• Short problem: Could you quote, exactly as they stand, the lines running from the one with "of the open" to the final line of the material?

• Rows:
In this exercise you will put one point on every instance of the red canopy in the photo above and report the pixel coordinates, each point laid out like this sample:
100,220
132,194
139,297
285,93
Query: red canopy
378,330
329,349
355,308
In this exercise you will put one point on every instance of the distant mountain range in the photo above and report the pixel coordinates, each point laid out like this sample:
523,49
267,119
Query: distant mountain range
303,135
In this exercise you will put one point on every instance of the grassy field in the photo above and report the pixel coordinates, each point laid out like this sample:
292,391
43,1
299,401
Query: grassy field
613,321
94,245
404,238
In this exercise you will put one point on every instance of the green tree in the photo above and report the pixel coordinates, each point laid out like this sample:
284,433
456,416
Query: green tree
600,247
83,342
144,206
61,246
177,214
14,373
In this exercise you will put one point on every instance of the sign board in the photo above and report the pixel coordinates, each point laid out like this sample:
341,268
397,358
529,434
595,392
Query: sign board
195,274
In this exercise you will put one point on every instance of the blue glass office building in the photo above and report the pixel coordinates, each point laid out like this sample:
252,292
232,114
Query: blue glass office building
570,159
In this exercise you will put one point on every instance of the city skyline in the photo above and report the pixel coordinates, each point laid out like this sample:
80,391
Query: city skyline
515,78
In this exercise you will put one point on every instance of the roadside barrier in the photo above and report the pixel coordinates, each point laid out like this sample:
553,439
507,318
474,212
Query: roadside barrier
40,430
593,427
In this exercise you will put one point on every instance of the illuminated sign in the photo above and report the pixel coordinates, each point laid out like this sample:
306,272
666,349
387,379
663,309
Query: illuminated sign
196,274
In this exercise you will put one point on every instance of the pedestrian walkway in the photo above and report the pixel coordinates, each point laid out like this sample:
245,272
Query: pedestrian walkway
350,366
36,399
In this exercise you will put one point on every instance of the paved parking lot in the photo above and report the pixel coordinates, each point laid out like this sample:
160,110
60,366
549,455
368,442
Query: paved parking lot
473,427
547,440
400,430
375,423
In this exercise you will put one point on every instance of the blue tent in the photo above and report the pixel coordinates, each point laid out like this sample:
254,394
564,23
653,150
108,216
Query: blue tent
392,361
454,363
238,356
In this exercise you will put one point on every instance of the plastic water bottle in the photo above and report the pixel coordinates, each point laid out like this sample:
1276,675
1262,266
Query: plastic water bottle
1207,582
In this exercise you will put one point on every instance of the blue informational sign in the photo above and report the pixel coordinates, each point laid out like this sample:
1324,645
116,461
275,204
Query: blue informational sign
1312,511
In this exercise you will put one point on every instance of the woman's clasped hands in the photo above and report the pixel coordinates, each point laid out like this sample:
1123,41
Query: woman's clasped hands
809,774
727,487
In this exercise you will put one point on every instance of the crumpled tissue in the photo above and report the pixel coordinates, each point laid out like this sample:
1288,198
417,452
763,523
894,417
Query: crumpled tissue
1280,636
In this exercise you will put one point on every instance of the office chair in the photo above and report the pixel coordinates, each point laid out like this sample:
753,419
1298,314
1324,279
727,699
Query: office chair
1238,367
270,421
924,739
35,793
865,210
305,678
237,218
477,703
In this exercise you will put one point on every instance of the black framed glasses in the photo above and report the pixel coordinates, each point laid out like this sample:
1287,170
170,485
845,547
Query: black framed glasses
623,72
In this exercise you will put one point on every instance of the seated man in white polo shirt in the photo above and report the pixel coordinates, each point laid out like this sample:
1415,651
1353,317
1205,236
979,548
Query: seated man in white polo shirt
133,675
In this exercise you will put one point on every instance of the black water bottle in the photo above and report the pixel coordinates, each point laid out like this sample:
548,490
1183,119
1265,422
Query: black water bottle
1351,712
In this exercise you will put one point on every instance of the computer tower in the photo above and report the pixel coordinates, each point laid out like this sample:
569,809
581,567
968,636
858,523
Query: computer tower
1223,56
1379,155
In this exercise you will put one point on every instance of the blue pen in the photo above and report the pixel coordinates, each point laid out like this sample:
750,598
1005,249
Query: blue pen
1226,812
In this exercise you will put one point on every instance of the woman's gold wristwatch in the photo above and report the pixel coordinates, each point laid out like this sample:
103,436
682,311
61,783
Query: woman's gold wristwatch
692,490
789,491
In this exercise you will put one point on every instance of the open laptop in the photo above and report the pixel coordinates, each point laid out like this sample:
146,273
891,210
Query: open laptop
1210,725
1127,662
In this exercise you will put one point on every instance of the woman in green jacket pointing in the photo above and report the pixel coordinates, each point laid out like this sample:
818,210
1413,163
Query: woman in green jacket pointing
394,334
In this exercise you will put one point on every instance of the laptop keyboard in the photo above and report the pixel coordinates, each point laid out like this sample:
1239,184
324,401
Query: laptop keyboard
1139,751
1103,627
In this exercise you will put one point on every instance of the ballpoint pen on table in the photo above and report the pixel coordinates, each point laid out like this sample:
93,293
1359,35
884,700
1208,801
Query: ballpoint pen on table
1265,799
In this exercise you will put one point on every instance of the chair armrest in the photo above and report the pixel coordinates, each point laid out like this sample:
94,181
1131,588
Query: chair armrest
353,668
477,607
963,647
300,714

• The answer:
In this exercise you will put one point on every instance of the open laptop in the photo above and report the pixel coordinates, each point laid out like this sample:
146,273
891,210
Query: open laptop
1210,725
1127,662
In this exercise you will put one point on every instance of the woman in green jacket pointing in the photo above and report the pixel coordinates, each point laid out like this sample:
818,210
1413,163
Query: woman in green jacket pointing
394,334
In this exercise you will put one point on every instance of the laptop keyboard in the photo above and report the pixel coordinates, each point laid out like this sample:
1239,184
324,401
Query: laptop keyboard
1139,751
1103,627
In this exercise you will put one point on every instance of the ballpoint pen on table in the photo above and report the pixel coordinates, each point laid out like this sample:
93,293
1359,35
884,700
1208,801
Query: ballpoint pen on table
1265,799
In this exercise you will put one point on every instance of the chair armrest in the photo above and report the pixel coordinates, each point laid out like this sample:
94,181
1131,588
Query: chair armrest
353,668
477,607
963,647
300,714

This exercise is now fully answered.